[BRIEF]: What lines in the records below include the word "open"? Return each one.

[DATA SECTION]:
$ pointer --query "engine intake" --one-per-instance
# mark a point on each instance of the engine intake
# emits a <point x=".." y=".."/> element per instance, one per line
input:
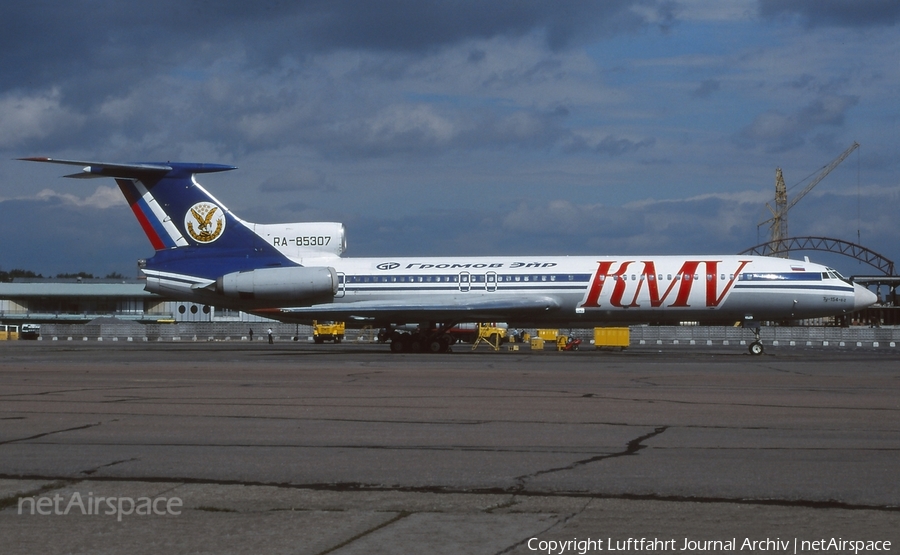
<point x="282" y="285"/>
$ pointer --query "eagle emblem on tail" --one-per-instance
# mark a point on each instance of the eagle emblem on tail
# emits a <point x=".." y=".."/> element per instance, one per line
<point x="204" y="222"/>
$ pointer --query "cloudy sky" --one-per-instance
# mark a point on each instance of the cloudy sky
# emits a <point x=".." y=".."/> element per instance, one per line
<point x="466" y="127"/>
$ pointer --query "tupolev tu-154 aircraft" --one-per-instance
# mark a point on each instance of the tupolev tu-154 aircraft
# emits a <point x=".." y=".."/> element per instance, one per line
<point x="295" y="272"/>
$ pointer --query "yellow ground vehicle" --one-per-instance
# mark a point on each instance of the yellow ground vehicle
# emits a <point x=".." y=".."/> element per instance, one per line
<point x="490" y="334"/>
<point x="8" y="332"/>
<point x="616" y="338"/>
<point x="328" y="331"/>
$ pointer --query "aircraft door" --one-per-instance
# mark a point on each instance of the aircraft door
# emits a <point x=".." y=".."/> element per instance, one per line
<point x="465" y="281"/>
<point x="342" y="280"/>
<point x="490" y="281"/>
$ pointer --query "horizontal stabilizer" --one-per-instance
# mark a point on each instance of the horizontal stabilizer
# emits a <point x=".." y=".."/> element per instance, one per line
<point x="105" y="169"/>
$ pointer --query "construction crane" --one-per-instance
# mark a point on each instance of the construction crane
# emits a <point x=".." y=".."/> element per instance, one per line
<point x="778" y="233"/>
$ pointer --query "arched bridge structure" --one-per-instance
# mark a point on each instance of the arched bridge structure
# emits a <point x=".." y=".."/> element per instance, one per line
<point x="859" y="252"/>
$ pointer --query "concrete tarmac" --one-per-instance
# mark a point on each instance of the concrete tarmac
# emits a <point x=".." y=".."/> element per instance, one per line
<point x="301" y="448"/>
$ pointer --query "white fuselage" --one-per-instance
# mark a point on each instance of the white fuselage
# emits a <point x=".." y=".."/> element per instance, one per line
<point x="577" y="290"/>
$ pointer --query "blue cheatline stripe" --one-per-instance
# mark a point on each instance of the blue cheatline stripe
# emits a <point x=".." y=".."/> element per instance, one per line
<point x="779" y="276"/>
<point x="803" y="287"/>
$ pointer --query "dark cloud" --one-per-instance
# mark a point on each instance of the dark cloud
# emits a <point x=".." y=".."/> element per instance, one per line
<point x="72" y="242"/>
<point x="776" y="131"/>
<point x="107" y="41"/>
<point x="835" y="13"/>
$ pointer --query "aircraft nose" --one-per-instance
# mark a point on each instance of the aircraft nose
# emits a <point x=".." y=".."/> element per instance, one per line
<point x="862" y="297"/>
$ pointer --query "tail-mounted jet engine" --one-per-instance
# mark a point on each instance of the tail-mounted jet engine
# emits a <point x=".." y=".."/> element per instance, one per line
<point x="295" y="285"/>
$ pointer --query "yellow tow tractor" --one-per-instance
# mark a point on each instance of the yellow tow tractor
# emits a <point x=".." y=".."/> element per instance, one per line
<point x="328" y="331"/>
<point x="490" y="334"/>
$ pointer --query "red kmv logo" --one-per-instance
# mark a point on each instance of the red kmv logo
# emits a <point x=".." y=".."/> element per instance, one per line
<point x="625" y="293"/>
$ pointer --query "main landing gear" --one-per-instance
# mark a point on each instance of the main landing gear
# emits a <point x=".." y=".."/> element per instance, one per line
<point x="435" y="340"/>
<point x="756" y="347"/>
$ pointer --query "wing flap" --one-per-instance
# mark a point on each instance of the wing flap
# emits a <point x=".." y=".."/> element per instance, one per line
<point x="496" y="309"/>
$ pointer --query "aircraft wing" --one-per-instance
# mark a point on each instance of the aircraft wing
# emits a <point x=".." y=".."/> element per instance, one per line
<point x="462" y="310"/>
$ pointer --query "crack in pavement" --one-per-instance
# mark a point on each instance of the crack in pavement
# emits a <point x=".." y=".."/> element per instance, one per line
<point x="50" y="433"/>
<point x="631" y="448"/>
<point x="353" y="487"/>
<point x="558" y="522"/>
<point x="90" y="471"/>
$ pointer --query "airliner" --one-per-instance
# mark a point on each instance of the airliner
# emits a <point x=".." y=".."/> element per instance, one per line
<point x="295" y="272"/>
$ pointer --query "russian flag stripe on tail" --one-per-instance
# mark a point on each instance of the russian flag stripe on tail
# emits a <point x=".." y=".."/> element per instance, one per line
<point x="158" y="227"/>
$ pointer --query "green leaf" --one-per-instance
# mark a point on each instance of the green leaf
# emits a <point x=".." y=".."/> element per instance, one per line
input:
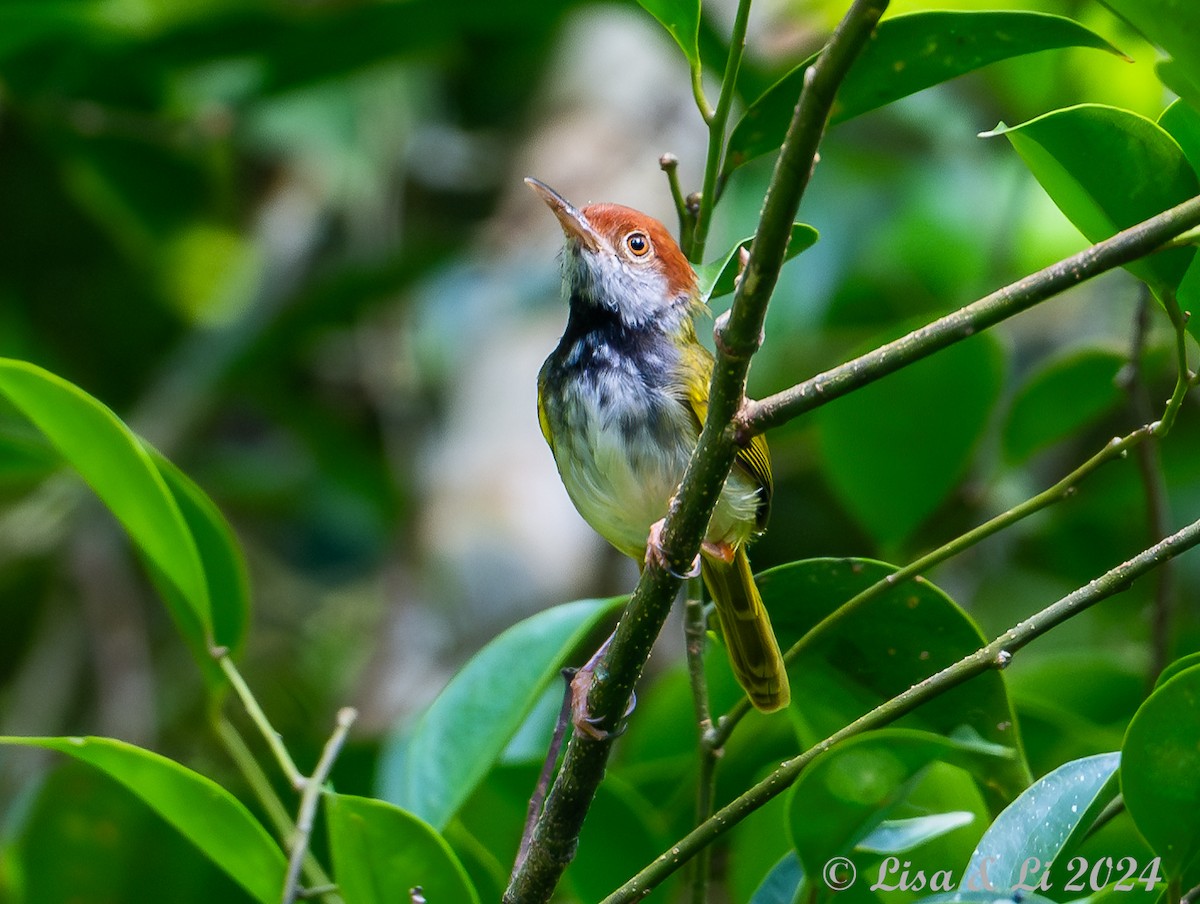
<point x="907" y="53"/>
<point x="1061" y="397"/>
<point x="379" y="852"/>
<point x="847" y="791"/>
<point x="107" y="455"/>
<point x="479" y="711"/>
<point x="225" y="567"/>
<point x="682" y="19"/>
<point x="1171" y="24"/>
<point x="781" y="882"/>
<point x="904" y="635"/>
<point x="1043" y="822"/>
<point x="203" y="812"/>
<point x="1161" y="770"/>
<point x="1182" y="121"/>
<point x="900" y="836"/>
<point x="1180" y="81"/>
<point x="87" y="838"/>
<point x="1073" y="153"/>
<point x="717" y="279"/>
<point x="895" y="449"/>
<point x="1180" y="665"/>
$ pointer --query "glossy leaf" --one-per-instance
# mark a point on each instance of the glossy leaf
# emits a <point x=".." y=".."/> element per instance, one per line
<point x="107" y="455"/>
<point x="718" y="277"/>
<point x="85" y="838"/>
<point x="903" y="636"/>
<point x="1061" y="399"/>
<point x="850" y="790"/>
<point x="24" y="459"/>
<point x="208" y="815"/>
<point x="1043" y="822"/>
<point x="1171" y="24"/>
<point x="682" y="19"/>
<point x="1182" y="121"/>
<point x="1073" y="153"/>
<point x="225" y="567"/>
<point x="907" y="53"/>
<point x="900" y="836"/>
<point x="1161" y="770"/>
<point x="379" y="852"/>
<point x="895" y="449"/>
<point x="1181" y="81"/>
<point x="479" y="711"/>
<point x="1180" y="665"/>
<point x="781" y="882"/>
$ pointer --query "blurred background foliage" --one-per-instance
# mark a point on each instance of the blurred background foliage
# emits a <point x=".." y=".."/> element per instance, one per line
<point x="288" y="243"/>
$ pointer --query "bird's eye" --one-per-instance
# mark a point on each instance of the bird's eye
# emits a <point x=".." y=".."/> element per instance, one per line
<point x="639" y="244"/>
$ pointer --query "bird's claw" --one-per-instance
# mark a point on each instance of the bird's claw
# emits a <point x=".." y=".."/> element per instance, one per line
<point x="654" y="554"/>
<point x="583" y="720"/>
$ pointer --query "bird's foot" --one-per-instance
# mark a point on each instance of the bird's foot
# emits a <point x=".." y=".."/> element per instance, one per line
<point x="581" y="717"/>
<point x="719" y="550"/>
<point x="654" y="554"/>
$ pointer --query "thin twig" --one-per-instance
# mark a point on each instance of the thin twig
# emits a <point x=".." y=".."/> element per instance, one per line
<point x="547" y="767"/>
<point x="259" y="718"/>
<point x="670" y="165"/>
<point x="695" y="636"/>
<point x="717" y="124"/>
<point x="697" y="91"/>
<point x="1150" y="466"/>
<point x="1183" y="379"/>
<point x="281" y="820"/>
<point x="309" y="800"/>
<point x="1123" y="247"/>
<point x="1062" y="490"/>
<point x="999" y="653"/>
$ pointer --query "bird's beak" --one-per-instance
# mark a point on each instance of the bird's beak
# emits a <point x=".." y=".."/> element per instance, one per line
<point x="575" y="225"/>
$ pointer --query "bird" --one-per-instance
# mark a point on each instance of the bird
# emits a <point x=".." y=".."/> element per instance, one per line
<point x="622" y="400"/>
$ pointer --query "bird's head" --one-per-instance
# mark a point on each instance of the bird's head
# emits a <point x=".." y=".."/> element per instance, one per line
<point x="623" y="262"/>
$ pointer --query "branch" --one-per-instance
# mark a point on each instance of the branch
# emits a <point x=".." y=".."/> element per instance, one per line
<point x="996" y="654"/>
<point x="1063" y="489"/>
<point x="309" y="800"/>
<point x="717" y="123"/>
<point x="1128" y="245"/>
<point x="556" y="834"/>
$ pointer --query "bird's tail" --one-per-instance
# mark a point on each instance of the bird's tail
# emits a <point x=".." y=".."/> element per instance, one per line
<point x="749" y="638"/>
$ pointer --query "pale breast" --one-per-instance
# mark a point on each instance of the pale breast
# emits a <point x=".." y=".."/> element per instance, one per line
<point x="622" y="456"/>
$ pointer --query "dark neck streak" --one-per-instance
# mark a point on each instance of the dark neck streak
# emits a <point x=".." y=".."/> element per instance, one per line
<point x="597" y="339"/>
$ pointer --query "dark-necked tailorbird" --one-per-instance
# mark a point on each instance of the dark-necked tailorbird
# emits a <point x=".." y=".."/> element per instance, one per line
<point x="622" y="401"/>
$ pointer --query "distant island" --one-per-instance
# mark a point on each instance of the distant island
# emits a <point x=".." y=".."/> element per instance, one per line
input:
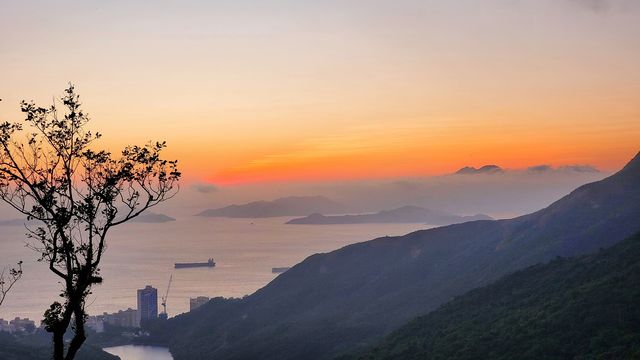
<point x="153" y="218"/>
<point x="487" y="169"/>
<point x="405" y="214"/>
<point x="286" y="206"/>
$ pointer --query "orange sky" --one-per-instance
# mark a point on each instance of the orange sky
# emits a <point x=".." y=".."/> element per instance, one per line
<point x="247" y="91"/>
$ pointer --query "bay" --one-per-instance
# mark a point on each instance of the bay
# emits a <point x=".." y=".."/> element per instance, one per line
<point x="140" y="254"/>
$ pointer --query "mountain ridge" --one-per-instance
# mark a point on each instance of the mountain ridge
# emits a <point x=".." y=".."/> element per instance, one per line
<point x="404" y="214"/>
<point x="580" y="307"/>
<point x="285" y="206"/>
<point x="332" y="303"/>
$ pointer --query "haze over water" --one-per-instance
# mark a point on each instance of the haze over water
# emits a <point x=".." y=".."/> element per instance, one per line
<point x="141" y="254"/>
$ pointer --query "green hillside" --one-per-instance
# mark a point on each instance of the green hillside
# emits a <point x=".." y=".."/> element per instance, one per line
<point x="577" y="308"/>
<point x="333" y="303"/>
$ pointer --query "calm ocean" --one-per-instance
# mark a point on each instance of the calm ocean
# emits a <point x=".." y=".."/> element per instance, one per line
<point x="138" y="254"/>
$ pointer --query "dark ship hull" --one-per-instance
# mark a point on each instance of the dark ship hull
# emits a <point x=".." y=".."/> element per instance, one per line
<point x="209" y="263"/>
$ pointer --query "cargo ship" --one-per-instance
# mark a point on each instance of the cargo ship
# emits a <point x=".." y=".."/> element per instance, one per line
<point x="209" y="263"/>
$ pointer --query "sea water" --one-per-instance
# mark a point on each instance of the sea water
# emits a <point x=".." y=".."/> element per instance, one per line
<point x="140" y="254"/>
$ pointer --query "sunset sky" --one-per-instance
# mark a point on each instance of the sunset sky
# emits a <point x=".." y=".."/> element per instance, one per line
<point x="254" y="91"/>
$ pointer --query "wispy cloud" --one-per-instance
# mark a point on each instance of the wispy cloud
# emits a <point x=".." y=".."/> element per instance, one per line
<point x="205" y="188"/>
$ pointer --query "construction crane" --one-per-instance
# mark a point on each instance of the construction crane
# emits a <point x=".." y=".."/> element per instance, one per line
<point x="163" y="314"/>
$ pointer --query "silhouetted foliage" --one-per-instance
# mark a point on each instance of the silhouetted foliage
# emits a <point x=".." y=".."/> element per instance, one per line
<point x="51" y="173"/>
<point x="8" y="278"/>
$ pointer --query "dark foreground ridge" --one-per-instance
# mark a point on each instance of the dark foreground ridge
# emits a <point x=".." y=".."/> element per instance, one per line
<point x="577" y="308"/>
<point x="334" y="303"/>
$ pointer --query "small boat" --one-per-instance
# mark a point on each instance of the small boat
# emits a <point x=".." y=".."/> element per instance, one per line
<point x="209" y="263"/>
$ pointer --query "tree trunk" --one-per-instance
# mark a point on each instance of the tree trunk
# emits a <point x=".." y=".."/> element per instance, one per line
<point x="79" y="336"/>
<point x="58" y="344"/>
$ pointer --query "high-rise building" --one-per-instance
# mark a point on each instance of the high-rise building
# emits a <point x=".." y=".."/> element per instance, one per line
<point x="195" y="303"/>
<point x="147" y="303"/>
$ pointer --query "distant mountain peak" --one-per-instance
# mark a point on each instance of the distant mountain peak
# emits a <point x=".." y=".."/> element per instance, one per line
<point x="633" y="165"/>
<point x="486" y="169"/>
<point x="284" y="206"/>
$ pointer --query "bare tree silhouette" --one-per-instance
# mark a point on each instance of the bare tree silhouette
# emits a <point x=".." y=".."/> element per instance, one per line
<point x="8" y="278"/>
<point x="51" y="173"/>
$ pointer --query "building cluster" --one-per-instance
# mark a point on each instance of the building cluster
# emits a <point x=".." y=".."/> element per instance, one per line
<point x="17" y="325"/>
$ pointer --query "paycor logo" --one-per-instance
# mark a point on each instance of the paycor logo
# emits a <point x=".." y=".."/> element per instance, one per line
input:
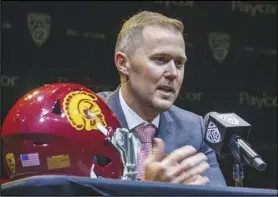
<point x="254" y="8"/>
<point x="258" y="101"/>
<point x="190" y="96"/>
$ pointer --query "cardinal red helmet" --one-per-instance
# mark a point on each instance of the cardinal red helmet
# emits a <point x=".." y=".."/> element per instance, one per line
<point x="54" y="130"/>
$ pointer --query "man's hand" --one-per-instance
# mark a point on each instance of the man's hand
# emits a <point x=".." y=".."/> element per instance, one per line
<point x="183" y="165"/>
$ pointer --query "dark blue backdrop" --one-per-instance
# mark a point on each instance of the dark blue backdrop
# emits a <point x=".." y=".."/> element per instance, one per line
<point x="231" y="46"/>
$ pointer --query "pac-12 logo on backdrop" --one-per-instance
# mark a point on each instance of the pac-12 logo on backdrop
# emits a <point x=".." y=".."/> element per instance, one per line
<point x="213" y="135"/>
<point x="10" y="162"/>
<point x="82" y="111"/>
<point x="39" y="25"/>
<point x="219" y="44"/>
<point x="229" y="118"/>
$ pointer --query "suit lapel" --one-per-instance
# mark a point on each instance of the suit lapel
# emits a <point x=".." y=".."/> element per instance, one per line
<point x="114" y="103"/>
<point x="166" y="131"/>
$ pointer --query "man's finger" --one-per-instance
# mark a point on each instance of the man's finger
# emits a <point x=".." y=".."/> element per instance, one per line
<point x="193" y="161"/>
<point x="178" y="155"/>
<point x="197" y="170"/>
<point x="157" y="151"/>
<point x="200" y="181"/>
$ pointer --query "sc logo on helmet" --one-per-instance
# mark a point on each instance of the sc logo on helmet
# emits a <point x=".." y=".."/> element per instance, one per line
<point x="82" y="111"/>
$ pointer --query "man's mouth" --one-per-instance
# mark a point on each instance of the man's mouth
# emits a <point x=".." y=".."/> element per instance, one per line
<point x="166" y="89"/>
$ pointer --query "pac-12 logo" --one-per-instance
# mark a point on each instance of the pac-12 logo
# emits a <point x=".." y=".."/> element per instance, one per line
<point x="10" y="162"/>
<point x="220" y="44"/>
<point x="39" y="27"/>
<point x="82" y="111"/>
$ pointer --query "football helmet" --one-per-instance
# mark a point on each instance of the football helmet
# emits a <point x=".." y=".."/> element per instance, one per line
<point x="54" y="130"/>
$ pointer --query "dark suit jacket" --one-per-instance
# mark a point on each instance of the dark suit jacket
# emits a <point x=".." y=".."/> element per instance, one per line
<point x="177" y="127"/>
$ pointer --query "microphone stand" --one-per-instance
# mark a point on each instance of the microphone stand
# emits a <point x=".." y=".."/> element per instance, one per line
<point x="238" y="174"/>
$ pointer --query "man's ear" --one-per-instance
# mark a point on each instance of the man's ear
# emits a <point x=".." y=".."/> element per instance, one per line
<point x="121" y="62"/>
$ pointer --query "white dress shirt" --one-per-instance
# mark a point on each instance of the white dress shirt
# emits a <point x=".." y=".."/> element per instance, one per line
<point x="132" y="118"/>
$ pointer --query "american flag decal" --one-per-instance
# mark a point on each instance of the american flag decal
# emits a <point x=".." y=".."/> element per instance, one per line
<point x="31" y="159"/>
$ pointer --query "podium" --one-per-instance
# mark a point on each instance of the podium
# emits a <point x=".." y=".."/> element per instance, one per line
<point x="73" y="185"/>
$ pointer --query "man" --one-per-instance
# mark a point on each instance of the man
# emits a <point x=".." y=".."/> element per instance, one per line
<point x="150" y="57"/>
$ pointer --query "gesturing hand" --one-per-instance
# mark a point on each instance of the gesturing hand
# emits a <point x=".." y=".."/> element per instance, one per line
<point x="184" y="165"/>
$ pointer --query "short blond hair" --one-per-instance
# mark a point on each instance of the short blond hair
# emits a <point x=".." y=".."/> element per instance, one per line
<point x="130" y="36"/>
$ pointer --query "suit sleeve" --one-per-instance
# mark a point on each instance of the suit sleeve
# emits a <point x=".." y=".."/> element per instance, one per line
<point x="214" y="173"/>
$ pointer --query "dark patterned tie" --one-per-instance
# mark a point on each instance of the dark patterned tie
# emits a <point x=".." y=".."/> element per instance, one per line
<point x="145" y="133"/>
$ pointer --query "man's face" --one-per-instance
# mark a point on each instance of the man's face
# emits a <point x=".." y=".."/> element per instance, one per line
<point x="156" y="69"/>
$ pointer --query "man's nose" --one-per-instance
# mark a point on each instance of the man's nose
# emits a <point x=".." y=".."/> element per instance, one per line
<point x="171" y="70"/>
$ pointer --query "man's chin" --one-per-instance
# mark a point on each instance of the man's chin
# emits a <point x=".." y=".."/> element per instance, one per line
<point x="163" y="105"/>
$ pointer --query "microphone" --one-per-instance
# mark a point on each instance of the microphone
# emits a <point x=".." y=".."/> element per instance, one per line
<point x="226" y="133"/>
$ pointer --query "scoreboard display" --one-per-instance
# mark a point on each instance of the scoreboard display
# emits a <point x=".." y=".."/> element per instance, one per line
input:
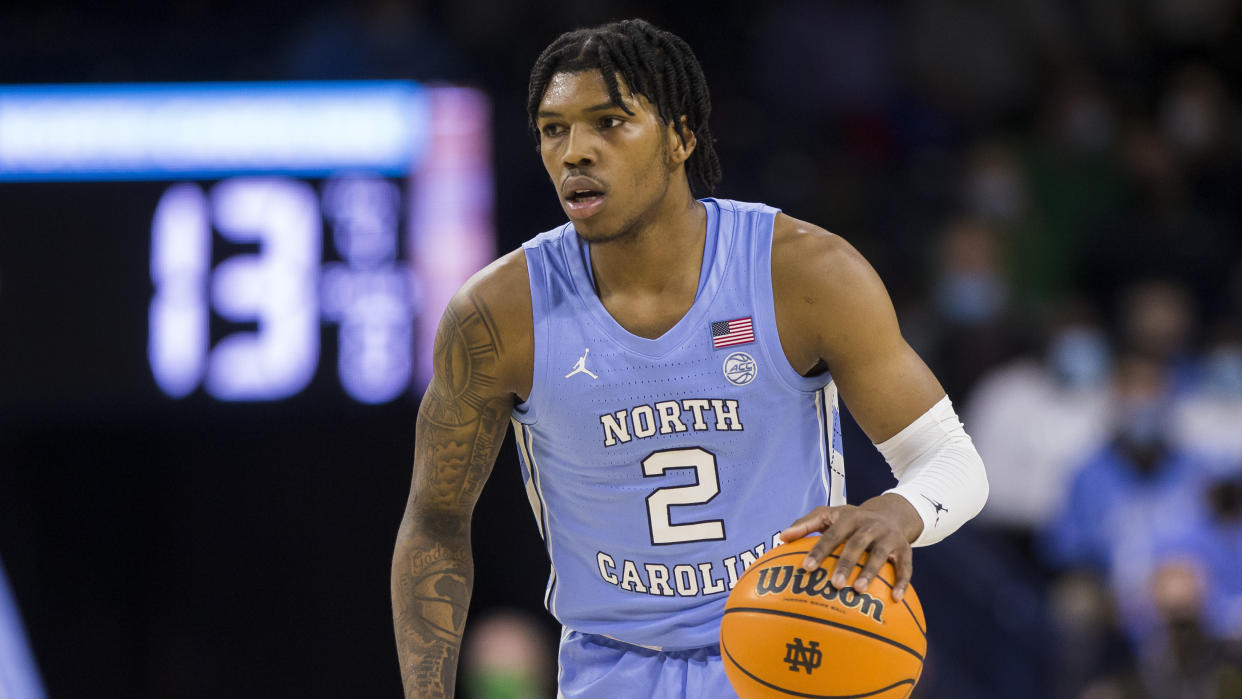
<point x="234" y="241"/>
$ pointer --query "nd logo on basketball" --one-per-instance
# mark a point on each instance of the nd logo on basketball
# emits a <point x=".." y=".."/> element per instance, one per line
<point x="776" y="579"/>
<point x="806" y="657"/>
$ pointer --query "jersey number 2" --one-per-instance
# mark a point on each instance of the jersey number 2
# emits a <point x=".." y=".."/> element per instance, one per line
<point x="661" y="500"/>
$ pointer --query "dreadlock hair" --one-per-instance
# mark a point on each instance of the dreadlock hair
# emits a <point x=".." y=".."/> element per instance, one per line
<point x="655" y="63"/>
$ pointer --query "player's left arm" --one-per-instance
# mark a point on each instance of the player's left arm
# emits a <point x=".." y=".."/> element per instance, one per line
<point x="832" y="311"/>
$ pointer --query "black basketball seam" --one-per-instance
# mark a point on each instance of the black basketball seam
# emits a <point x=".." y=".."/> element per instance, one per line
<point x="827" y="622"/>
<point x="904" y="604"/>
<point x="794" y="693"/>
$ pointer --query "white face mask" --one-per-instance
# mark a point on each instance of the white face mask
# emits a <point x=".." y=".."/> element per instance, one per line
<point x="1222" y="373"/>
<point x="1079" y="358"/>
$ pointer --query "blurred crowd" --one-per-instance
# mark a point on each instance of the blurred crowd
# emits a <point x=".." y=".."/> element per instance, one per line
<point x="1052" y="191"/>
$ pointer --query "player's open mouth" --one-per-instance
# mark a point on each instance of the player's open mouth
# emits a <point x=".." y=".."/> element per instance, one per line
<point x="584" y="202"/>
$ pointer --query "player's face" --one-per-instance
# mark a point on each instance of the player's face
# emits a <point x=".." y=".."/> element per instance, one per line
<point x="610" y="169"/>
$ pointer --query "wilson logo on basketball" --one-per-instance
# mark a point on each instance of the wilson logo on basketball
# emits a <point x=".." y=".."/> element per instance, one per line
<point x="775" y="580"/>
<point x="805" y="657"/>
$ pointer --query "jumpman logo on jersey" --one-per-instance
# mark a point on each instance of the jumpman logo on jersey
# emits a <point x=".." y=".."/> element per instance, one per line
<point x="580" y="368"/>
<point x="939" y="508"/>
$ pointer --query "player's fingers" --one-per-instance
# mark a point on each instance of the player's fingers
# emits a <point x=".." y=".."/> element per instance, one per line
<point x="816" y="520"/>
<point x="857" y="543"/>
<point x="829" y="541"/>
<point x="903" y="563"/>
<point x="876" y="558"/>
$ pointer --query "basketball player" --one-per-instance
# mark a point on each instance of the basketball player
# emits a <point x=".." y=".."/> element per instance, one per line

[SOLUTION]:
$ pointer --query "player's open mouth" --one-per-instance
# mark a point on each instance of the player's open mouth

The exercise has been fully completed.